• [THE PROBLEM]: The required output is the exact sequence of lines from the line holding "In the photo above, where can the shadow" to the end of the records, inclusive.

• [TASK MATERIAL]:
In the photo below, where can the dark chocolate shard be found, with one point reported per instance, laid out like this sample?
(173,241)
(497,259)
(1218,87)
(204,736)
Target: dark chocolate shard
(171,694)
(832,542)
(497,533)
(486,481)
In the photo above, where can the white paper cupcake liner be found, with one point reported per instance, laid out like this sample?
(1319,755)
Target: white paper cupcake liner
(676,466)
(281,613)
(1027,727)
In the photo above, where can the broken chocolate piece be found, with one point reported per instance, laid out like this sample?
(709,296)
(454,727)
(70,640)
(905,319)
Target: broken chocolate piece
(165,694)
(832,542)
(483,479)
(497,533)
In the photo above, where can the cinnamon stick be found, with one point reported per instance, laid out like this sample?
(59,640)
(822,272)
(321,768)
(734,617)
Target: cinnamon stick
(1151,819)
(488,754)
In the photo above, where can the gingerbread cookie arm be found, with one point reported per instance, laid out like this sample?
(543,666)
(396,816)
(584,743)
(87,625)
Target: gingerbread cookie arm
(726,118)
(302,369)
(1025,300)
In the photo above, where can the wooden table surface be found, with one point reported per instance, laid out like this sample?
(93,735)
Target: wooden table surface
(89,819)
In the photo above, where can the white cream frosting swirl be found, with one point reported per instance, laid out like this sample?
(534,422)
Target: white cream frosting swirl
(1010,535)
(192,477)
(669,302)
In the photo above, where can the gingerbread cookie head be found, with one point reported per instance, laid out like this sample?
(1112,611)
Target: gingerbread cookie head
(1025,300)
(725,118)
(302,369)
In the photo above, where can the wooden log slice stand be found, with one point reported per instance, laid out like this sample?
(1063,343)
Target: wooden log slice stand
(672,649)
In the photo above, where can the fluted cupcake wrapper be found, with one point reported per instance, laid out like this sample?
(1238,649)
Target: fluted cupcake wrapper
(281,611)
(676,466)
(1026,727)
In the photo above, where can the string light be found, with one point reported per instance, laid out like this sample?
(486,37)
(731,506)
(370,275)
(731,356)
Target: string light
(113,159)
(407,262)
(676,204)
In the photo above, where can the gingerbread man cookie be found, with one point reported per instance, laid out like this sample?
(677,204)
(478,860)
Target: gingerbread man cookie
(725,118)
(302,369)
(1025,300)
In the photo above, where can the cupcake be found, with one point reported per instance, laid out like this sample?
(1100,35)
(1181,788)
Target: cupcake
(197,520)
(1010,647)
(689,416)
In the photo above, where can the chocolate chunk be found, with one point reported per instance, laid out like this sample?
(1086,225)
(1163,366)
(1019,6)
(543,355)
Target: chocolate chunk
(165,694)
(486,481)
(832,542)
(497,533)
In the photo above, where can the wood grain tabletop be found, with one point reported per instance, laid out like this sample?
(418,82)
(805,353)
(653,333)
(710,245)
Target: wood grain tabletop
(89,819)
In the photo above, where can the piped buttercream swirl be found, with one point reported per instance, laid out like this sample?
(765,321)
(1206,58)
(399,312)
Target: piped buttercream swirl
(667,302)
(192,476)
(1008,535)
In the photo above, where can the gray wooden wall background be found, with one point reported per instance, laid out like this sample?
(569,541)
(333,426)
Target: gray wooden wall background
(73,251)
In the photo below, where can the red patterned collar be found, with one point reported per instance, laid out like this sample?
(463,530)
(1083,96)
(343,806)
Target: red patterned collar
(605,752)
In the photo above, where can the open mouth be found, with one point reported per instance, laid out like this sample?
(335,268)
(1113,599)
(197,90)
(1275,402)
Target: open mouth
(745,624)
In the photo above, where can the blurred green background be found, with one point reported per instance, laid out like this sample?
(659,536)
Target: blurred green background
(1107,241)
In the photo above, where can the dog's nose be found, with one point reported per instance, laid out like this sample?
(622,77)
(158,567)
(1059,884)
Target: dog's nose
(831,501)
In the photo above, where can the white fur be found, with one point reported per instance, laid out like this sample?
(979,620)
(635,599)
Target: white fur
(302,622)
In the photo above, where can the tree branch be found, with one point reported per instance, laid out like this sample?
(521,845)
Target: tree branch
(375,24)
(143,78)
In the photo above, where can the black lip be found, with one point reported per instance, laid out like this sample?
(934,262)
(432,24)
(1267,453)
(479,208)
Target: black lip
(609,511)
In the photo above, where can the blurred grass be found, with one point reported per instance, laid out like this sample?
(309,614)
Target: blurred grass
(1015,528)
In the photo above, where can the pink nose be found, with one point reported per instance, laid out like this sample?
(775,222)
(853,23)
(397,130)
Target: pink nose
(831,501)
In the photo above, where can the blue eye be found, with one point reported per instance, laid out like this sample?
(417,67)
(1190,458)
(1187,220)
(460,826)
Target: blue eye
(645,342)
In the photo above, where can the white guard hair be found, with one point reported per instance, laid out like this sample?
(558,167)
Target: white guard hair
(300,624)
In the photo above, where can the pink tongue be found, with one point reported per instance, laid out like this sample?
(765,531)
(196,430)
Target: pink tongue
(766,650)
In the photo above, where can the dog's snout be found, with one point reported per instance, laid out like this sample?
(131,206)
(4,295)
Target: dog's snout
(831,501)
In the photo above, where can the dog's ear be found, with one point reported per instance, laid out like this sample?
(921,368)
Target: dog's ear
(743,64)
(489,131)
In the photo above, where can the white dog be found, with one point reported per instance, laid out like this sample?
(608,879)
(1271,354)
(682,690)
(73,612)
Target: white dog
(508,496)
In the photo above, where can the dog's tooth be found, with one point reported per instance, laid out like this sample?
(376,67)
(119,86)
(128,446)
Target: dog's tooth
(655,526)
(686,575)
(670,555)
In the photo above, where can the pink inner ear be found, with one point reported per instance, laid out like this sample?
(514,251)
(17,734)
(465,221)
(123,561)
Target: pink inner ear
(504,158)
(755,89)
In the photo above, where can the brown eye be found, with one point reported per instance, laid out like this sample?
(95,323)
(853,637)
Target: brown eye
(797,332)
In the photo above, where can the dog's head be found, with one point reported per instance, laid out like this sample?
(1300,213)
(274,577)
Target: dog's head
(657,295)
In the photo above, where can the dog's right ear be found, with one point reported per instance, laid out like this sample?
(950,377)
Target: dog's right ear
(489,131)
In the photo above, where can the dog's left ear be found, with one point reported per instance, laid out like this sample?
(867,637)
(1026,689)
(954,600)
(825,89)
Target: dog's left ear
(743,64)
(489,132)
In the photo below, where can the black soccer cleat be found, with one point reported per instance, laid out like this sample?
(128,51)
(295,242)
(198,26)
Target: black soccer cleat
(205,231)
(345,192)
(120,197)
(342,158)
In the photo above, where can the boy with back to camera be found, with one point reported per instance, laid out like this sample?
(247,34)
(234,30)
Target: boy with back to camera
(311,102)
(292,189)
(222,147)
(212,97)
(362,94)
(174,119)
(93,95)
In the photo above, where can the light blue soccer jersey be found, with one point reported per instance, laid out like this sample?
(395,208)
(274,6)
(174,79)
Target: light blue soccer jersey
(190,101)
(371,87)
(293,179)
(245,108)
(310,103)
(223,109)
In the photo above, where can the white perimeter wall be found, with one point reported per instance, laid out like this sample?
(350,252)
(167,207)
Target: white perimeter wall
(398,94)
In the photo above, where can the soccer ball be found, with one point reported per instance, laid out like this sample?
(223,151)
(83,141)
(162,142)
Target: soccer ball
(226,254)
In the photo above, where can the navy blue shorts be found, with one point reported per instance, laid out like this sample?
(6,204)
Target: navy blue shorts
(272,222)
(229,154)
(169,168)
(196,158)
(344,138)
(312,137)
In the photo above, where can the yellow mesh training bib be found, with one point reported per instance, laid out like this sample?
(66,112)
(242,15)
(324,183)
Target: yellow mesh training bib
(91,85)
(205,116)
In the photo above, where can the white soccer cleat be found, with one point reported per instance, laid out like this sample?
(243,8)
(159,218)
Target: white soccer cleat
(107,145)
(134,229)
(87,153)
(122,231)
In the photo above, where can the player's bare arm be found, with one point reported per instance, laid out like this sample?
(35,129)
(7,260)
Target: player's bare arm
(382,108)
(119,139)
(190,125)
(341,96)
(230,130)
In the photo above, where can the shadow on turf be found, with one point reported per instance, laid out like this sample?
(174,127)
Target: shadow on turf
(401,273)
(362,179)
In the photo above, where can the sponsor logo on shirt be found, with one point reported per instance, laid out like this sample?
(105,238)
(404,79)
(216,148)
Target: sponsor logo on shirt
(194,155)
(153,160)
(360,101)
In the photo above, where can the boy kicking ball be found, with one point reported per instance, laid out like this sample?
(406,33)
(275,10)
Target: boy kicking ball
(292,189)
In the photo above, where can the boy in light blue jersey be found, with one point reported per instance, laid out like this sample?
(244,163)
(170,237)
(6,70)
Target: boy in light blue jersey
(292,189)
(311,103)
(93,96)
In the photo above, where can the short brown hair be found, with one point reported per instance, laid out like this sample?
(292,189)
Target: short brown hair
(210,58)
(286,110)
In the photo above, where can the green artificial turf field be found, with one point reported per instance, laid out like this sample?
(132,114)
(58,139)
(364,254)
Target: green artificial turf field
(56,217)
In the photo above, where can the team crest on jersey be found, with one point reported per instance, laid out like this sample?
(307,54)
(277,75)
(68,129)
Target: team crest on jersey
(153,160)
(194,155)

• [SOLUTION TO THE PROBLEM]:
In the photo above, where can the shadow on turf be found, with one point reported per instance, laid out like this sample?
(174,127)
Target: shadow on turf
(401,273)
(362,179)
In the photo above, where can the sponsor logo on shirt be found, with one point reported per instance, laid out like this sample?
(105,238)
(404,79)
(216,148)
Target: sponsor logo on shirt
(194,155)
(153,160)
(360,101)
In the photo above, where can the boy kicking ball be found, with one point reported per instance, laid out like this sample?
(406,33)
(275,10)
Target: boy kicking ball
(292,189)
In the photo above, where can the boy in light blue jersey be found, with one point reported per instance, laid out like this sample?
(244,163)
(170,237)
(6,70)
Target: boy in light blue jersey
(292,189)
(311,103)
(93,96)
In the photo above, where can the short brown hair be found, with one point reported per instance, laid out like this sample?
(292,189)
Target: short brown hair
(210,58)
(286,110)
In the photo above, where can the green artificial turf field be found, with one point reported per instance, laid out like this sample?
(132,114)
(58,139)
(364,254)
Target: green artificial turf field
(56,217)
In the photo above, where can the team crest on jersey be found, with one point reported per instance, laid out like this sample?
(307,54)
(277,75)
(68,129)
Target: team crest on jersey
(153,160)
(194,155)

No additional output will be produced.